<<<<

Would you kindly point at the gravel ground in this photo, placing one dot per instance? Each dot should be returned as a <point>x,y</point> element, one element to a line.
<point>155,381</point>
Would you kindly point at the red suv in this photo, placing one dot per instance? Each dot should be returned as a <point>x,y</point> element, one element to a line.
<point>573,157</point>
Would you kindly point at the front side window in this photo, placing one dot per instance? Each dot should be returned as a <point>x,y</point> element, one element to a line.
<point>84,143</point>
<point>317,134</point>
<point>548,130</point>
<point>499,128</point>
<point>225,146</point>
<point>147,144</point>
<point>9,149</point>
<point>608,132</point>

>>>>

WHAT NEEDS TO BE DONE: Transcribe every record above exactly.

RESULT FOR THIS EXERCISE:
Would you kindly point at the gravel ground in this photo, placing one dot per instance? Each dot should be returned as a <point>x,y</point> element, one element to a line.
<point>155,381</point>
Would you kindly point at the red suv in this photo, placing one dot per instance? Each dot should be returned as a <point>x,y</point> element, one element to a line.
<point>573,157</point>
Would you kindly point at the front side window in this photo, placing one dot per instance? Each dot should be returned as a <point>x,y</point> element, one element to a line.
<point>84,143</point>
<point>317,134</point>
<point>548,130</point>
<point>499,128</point>
<point>225,146</point>
<point>147,144</point>
<point>9,149</point>
<point>608,132</point>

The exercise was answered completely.